= Beginning of Section =
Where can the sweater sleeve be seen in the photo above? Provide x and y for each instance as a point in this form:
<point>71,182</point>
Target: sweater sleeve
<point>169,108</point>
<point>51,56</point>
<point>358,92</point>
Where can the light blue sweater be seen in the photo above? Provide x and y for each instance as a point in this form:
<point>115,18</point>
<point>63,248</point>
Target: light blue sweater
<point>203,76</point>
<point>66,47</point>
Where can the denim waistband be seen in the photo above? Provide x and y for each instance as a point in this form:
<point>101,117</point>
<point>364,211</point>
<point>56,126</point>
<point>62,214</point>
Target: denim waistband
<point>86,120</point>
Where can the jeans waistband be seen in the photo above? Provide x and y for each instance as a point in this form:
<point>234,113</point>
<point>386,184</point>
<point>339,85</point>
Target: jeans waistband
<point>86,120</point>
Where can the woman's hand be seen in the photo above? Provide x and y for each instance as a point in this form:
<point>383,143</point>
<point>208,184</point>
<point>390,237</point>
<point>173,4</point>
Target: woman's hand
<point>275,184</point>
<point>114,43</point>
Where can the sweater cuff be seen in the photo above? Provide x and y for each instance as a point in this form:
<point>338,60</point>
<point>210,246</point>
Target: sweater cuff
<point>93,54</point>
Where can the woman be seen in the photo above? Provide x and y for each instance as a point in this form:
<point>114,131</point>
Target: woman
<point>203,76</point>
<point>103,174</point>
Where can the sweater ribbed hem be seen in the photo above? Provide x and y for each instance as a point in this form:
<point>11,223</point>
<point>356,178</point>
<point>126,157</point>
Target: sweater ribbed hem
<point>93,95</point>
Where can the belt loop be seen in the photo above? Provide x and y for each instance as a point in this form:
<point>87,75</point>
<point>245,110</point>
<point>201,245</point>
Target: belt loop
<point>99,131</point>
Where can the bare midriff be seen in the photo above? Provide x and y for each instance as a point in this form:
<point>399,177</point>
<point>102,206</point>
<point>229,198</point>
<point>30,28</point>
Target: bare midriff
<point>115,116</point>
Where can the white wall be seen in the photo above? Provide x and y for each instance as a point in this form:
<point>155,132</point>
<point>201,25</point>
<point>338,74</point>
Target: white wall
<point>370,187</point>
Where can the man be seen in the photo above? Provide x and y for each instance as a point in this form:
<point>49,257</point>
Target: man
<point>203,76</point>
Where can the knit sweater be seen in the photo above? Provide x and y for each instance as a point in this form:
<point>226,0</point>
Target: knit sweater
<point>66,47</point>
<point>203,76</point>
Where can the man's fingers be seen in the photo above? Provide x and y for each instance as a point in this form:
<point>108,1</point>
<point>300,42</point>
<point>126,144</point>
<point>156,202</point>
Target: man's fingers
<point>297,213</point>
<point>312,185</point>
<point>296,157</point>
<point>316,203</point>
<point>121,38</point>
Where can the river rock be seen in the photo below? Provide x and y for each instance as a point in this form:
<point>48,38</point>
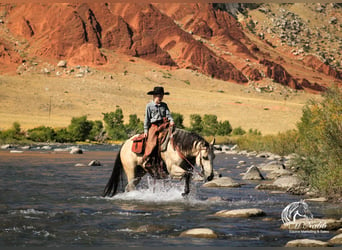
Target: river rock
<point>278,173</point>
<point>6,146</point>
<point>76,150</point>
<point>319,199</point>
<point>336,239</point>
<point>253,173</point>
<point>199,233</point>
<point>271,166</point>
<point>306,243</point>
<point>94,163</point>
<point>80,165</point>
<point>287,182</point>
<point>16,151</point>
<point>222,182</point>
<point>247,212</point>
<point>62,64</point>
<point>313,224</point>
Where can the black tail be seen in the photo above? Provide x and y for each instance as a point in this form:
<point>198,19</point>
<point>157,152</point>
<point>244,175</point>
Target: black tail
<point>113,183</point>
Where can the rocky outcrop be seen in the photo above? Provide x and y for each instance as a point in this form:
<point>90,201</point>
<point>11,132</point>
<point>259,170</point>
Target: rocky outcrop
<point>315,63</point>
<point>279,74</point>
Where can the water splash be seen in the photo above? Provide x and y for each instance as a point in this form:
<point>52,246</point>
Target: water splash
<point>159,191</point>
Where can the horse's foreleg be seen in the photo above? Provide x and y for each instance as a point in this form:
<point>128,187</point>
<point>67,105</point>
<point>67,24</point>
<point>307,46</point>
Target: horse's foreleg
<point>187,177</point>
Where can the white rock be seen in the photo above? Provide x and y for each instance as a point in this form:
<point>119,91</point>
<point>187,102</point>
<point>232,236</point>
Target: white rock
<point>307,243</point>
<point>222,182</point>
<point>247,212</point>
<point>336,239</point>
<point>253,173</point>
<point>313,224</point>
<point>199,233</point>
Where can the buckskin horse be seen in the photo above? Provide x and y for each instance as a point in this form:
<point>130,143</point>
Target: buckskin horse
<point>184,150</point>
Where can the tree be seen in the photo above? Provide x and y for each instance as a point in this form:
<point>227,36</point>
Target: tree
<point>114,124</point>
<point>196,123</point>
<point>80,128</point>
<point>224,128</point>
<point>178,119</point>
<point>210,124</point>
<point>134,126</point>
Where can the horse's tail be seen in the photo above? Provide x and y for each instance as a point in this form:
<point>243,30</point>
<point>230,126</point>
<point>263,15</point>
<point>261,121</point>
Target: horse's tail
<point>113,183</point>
= End of Section =
= Beginning of Section =
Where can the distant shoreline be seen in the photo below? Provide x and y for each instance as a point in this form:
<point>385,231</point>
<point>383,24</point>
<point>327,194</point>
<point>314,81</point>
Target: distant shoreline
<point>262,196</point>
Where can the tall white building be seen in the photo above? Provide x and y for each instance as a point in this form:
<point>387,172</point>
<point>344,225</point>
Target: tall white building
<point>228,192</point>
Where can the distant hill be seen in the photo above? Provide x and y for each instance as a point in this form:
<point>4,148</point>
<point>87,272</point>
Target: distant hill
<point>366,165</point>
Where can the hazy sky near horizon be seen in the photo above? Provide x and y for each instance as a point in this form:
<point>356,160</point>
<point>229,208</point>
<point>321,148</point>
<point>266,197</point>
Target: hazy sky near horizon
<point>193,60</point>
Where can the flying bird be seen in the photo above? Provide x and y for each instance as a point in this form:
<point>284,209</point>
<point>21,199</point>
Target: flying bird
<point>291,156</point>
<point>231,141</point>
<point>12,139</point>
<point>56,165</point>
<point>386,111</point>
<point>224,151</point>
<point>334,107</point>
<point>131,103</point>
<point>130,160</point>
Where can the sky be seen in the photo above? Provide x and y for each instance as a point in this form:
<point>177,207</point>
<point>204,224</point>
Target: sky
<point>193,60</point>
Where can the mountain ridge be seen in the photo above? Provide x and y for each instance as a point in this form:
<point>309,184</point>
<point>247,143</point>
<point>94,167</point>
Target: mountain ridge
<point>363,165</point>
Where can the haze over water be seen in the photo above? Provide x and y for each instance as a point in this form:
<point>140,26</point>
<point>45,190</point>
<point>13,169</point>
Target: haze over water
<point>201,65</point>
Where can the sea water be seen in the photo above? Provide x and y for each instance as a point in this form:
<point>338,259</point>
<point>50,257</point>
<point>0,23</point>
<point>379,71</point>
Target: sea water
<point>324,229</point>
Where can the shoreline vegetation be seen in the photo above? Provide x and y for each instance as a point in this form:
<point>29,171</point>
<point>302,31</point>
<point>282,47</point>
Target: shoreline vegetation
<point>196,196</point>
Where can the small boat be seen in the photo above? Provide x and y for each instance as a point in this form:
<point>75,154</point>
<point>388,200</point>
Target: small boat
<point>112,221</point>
= End of Section =
Of the lines above, copy each that contains "below".

Where can the river rock be seen in the photo below? Provide x and y for each instance as a point in this form:
Where can the distant shoreline be seen in the photo below? Provide x and y for each instance as a point in this form:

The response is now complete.